The exercise:
Copy the lines of the items below verbatim, starting at the beginning of the items and ending with the line that contains "Target: exposed root", including that line.

Items from a data source:
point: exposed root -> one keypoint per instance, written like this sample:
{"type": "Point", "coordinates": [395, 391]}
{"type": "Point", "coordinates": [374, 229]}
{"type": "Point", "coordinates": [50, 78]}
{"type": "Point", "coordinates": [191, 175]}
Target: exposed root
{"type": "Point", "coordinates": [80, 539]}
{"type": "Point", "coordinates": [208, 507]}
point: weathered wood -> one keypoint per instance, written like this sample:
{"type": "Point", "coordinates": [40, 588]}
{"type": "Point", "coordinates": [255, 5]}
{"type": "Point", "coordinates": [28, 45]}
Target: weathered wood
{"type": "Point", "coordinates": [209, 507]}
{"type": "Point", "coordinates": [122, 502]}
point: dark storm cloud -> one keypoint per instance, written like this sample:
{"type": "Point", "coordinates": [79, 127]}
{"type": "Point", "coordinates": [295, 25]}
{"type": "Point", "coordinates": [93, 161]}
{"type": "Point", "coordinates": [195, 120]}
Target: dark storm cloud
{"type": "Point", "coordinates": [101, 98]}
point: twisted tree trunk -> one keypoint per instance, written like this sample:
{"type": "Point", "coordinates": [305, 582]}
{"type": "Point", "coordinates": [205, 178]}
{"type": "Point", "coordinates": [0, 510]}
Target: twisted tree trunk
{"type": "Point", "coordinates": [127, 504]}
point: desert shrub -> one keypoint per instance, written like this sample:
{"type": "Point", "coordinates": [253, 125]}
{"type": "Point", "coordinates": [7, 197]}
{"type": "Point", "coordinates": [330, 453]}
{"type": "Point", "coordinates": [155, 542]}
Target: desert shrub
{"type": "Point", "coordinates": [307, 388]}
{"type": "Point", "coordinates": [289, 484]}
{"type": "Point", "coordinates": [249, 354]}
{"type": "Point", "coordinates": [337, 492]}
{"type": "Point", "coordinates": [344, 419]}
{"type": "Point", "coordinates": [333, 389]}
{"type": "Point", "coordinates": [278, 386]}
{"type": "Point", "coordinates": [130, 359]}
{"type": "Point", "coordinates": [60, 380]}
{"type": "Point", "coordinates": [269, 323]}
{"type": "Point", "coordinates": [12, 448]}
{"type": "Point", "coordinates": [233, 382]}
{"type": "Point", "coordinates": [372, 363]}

Answer to the task:
point: exposed root -> one keypoint per instance, written like this sample:
{"type": "Point", "coordinates": [395, 391]}
{"type": "Point", "coordinates": [374, 229]}
{"type": "Point", "coordinates": [50, 78]}
{"type": "Point", "coordinates": [191, 175]}
Target: exposed root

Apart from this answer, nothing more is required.